:: EXERCISE OBJECTIVE ::
Copy out the items from the line containing "Examine the screenshot above and tell me: where is the brown" through the last item, requests included, and increase every bounding box coordinate in the answers by 116. Leave out all other items.

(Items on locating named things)
——————

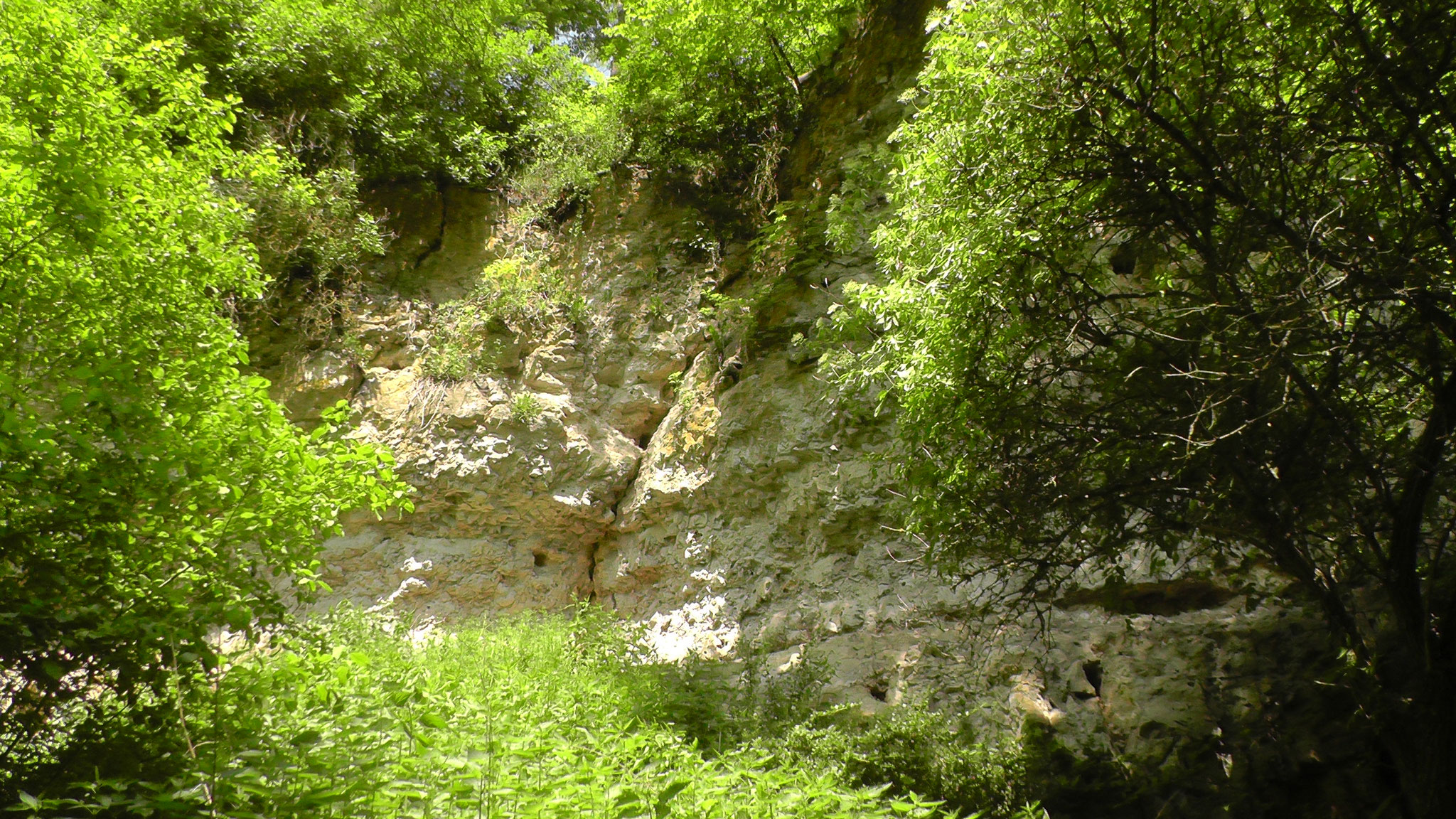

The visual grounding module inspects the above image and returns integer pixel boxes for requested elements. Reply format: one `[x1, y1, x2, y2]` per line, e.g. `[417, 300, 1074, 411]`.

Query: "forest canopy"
[0, 0, 853, 803]
[843, 0, 1456, 816]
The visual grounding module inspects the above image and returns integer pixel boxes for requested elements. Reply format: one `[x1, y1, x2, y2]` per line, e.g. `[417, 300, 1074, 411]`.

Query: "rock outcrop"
[255, 3, 1374, 815]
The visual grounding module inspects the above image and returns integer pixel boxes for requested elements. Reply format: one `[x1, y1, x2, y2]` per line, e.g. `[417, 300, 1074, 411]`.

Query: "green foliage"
[607, 0, 862, 181]
[655, 644, 828, 755]
[95, 0, 604, 183]
[846, 0, 1456, 816]
[511, 392, 542, 424]
[0, 0, 405, 794]
[782, 705, 1030, 816]
[422, 257, 587, 380]
[511, 77, 632, 222]
[17, 609, 933, 819]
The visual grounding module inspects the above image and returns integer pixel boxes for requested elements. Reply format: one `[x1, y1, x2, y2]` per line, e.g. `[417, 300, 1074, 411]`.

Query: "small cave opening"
[1082, 660, 1102, 697]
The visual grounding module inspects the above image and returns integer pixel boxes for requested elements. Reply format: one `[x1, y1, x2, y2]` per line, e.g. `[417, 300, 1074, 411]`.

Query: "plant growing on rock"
[846, 0, 1456, 816]
[0, 0, 407, 801]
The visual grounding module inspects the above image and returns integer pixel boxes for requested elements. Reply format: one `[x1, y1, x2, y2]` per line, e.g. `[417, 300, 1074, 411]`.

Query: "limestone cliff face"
[255, 3, 1374, 810]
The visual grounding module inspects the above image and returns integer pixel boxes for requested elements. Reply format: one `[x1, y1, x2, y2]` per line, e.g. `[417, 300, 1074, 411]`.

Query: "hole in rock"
[1082, 660, 1102, 697]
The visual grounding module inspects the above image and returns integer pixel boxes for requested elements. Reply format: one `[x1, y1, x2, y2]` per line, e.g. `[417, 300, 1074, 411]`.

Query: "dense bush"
[0, 0, 403, 798]
[607, 0, 863, 185]
[17, 609, 955, 819]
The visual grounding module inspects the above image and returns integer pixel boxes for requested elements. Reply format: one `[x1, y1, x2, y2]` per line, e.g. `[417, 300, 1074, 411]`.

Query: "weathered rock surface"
[250, 3, 1374, 810]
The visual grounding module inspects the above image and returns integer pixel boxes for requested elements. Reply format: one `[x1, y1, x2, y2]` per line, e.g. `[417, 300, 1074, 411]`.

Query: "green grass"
[28, 609, 966, 819]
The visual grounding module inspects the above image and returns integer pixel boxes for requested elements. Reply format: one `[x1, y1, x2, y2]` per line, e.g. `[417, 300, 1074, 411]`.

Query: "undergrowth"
[422, 258, 587, 380]
[18, 608, 990, 819]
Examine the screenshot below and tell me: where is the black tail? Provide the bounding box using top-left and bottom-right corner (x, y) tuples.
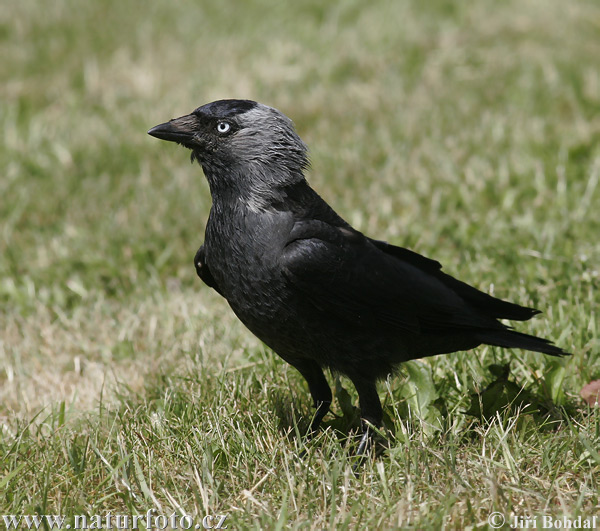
(477, 329), (571, 356)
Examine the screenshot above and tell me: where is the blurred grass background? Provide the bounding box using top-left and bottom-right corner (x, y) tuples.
(0, 0), (600, 529)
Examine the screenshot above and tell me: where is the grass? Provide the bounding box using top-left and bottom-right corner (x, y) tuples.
(0, 0), (600, 529)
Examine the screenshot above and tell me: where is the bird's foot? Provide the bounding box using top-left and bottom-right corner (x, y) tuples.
(352, 422), (390, 476)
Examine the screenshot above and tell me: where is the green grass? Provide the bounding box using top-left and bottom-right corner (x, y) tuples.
(0, 0), (600, 529)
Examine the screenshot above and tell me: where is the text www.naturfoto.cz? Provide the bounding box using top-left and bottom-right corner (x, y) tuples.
(2, 510), (227, 530)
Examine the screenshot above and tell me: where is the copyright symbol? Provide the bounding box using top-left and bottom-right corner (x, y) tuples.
(488, 512), (506, 529)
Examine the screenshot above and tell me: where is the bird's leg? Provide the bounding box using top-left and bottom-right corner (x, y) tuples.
(352, 378), (387, 469)
(293, 360), (332, 440)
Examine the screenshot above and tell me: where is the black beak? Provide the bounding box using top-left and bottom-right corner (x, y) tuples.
(148, 114), (198, 145)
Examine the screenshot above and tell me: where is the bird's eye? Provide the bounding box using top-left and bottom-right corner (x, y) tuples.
(217, 122), (231, 135)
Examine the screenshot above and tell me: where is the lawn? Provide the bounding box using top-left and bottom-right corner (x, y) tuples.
(0, 0), (600, 529)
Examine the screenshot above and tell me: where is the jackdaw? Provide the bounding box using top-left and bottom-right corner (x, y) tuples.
(148, 100), (568, 454)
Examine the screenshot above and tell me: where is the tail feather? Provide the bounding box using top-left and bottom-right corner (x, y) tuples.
(478, 329), (571, 356)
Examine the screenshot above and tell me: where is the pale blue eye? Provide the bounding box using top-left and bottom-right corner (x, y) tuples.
(217, 122), (231, 134)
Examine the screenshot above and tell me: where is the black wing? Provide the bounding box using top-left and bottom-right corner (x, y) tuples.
(371, 240), (541, 321)
(282, 220), (505, 334)
(194, 245), (223, 295)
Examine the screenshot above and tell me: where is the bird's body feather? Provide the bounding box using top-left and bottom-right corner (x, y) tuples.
(150, 100), (566, 448)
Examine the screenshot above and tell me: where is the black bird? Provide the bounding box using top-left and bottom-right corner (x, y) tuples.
(148, 100), (568, 454)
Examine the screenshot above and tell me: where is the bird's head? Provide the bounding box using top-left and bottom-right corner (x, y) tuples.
(148, 100), (308, 195)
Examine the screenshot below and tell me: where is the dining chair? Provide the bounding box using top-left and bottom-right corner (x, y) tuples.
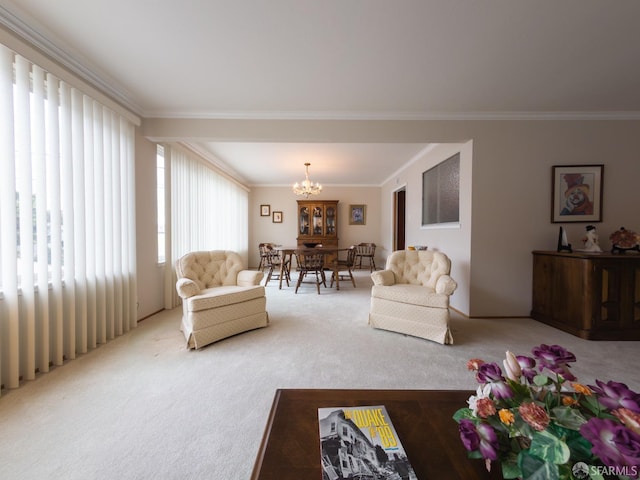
(329, 245), (356, 288)
(356, 243), (377, 272)
(262, 243), (291, 287)
(295, 249), (327, 295)
(258, 243), (271, 272)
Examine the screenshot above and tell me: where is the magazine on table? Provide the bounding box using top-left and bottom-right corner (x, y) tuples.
(318, 405), (417, 480)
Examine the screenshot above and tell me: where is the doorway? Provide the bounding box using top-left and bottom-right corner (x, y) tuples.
(393, 188), (407, 251)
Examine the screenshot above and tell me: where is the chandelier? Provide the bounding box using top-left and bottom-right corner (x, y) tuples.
(293, 163), (322, 198)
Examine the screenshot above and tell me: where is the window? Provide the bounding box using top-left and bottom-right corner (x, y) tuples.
(422, 153), (460, 226)
(0, 45), (137, 388)
(156, 145), (165, 263)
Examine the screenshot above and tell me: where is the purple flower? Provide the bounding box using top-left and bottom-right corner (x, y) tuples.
(476, 362), (513, 399)
(516, 355), (537, 383)
(580, 417), (640, 472)
(531, 343), (576, 381)
(589, 380), (640, 413)
(458, 418), (498, 460)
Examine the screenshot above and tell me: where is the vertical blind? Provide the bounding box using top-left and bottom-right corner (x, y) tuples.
(164, 145), (249, 308)
(0, 45), (137, 388)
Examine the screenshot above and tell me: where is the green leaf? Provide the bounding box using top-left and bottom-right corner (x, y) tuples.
(529, 430), (571, 464)
(500, 452), (522, 479)
(518, 452), (560, 480)
(551, 407), (587, 430)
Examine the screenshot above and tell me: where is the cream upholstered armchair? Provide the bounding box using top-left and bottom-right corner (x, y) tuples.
(176, 250), (269, 349)
(369, 250), (458, 344)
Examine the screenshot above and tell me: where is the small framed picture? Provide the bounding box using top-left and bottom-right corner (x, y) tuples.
(551, 165), (604, 223)
(349, 205), (367, 225)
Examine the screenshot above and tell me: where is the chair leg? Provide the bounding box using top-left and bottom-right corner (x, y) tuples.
(294, 270), (304, 293)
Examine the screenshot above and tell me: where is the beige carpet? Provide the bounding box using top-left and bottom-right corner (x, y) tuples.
(0, 271), (640, 480)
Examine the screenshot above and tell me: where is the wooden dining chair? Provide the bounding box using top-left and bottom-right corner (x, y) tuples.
(295, 249), (327, 295)
(329, 245), (356, 288)
(356, 243), (377, 272)
(262, 243), (291, 287)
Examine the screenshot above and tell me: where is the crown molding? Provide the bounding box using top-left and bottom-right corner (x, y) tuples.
(0, 5), (142, 116)
(143, 110), (640, 121)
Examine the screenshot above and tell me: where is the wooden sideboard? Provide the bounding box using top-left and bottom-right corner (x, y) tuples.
(531, 251), (640, 340)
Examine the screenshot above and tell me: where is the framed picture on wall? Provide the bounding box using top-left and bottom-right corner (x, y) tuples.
(551, 165), (604, 223)
(349, 205), (367, 225)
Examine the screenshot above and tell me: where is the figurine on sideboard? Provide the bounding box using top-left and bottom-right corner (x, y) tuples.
(582, 225), (602, 252)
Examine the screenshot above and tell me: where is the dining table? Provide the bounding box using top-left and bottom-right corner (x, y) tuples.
(273, 245), (349, 290)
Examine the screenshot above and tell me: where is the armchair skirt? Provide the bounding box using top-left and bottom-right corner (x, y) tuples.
(181, 286), (269, 348)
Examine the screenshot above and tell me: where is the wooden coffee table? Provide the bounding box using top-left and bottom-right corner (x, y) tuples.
(251, 390), (502, 480)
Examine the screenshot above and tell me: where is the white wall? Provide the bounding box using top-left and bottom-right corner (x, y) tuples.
(135, 131), (164, 320)
(381, 142), (473, 315)
(142, 118), (640, 317)
(249, 185), (381, 268)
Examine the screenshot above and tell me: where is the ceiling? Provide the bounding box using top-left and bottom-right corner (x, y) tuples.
(0, 0), (640, 185)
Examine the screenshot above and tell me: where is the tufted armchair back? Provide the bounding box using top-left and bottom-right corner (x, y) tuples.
(176, 250), (243, 290)
(386, 250), (451, 289)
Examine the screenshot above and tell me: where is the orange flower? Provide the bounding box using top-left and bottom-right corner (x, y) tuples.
(476, 398), (496, 418)
(571, 383), (593, 396)
(518, 403), (550, 432)
(498, 408), (516, 425)
(562, 395), (578, 407)
(467, 358), (484, 372)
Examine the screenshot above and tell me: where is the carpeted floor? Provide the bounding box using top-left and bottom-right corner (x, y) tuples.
(0, 271), (640, 480)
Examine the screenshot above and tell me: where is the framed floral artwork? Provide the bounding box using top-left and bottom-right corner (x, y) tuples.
(349, 205), (367, 225)
(551, 165), (604, 223)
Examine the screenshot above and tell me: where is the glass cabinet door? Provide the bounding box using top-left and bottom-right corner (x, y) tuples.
(313, 206), (324, 235)
(327, 207), (336, 235)
(298, 207), (310, 235)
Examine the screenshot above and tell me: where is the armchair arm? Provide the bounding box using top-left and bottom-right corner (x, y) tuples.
(176, 278), (200, 298)
(436, 275), (458, 295)
(371, 270), (396, 287)
(236, 270), (264, 287)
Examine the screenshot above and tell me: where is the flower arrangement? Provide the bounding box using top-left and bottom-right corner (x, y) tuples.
(453, 344), (640, 480)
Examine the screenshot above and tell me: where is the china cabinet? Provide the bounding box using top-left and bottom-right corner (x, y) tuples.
(297, 200), (338, 247)
(531, 251), (640, 340)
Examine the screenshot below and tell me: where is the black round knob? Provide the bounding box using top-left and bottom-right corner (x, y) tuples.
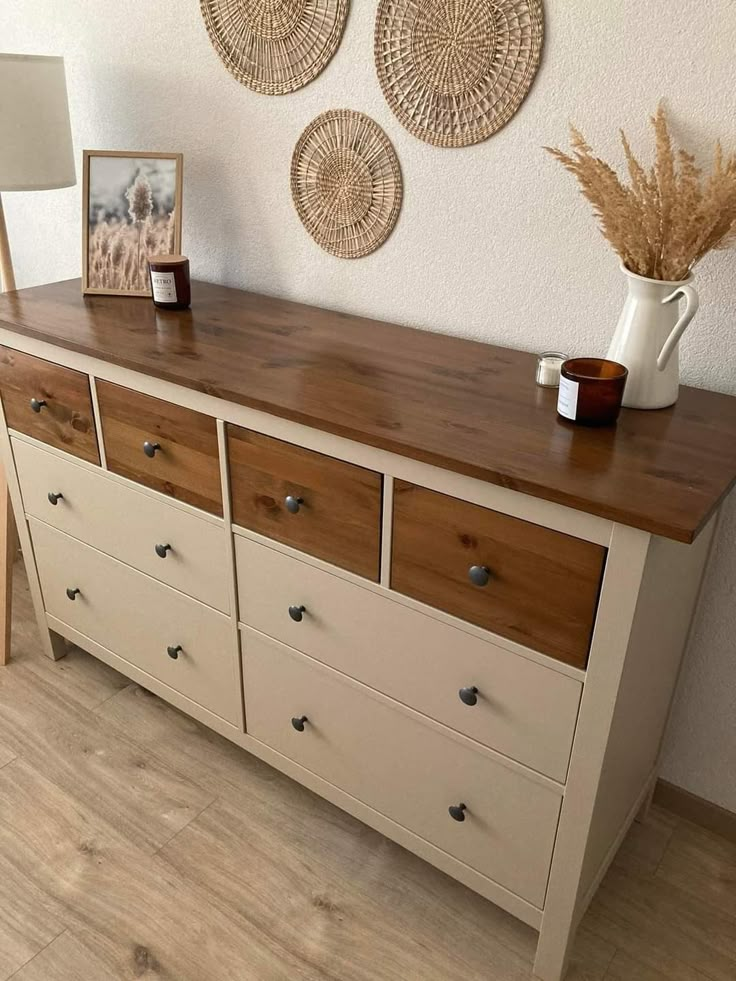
(468, 565), (491, 586)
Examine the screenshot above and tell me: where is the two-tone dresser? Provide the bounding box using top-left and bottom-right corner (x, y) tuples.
(0, 281), (736, 981)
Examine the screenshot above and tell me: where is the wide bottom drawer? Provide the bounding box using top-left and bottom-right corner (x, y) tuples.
(243, 629), (561, 908)
(29, 518), (241, 725)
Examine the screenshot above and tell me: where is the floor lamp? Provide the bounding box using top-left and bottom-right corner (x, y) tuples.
(0, 54), (77, 664)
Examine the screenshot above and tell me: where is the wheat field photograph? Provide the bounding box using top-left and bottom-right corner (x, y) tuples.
(83, 150), (182, 296)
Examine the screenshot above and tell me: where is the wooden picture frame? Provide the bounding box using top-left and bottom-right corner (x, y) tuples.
(82, 150), (184, 296)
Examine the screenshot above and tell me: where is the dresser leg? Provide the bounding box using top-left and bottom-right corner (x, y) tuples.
(534, 926), (575, 981)
(0, 466), (18, 665)
(44, 630), (69, 661)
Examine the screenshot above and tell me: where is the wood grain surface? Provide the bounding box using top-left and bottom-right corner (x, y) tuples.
(391, 480), (606, 668)
(97, 381), (222, 516)
(0, 347), (100, 463)
(227, 425), (382, 580)
(0, 280), (736, 542)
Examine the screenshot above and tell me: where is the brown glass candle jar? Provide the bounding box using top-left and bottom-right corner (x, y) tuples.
(148, 255), (192, 310)
(557, 358), (629, 426)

——————

:: THE OUTPUT ::
Examine the screenshot above and tell me: where is the brown glass candle jar? Provide the bounding box using top-left and bottom-right corner (x, y) tuples.
(264, 371), (308, 426)
(673, 474), (745, 542)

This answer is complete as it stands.